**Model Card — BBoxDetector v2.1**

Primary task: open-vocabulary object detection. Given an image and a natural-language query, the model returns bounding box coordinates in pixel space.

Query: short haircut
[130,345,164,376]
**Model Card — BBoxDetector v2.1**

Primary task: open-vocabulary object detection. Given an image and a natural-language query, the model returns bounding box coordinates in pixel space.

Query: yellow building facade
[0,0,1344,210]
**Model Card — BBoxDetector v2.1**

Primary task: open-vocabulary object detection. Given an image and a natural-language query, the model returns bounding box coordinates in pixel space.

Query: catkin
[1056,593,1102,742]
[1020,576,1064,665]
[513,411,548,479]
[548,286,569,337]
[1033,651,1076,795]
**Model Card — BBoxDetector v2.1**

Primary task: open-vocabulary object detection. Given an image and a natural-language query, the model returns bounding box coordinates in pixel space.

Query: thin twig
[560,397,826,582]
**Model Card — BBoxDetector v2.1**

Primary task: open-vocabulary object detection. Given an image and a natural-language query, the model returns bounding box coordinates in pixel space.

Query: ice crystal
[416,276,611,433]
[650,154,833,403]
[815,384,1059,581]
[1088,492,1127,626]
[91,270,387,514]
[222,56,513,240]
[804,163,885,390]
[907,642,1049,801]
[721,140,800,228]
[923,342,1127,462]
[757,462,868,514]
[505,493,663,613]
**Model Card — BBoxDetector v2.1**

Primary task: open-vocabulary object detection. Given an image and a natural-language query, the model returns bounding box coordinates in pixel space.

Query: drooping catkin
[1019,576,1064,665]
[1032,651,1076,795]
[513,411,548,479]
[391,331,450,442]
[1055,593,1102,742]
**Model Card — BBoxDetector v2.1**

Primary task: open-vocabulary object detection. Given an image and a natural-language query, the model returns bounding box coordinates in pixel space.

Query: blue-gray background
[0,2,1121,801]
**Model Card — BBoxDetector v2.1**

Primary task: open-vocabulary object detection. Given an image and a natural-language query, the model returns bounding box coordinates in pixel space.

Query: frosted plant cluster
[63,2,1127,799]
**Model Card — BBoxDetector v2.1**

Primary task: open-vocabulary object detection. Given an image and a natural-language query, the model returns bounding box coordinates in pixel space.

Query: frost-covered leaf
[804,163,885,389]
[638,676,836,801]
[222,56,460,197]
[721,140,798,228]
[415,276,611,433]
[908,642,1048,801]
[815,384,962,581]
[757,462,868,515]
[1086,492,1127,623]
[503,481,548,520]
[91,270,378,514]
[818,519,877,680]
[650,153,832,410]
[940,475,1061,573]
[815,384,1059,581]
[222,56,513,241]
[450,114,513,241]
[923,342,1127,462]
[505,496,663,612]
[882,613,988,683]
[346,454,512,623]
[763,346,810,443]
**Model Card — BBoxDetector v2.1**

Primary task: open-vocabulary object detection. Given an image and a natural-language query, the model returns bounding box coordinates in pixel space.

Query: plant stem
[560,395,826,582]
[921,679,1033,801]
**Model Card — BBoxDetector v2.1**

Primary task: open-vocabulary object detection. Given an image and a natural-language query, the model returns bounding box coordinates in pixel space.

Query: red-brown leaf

━━━━━━━━

| SET TASK |
Can you reproduce only the entries from the very first line through the line with "[1055,593,1102,742]", keeping every line in full but raising each bounding box coordinate by 141?

| REPLY TO THE EXERCISE |
**Model Card — BBoxDetector v2.1**

Primary task: open-vocabulary object detection. Given an image and a natural-language query, the model returns bounding box coordinates in pixel space.

Query: short haircut
[271,486,305,517]
**Model Card — BBoxDetector v2.1**

Primary task: open-vocabulary object detection. Given an image and a natural-language query, the model returns bounding box coordinates in pixel space.

Query: yellow building facade
[141,141,1485,351]
**Model Card — BBoxDetector v2.1**

Primary task: open-vocabulary object detection. Given an image and a natural-language query, the model returns bounding box coordinates in pixel space.

Query: catkin
[1197,734,1243,883]
[1161,717,1205,806]
[654,552,689,620]
[689,427,710,478]
[1174,792,1217,936]
**Model Card — BBoxDetector v2.1**

Primary task: open-vocabulary object detection. Given an image and a natural-language query, the model returns bounding box coordinates in pixel space.

Query: thin twig
[701,538,967,723]
**Model Card — BBoxDetector v2.1**

Primary task: open-vocabulary object detection. Given an image and a natural-language query, the model returns bounding box coordinates in pixel space.

Query: ice crystal
[557,417,752,574]
[791,295,974,544]
[956,525,1200,722]
[1229,633,1268,767]
[232,411,528,655]
[363,197,654,381]
[945,304,1026,531]
[1048,783,1190,942]
[862,281,941,369]
[1064,483,1268,603]
[898,603,1009,655]
[646,634,804,754]
**Model Card — BBoxDetector v2.1**

Primary task: open-vocabulary object detection. Given an image and a natural-language query, the model returns bounding box coordinates in pixel space.

Query: drooping catkin
[1160,717,1205,806]
[1173,792,1217,936]
[654,552,689,620]
[532,472,591,583]
[1196,734,1243,883]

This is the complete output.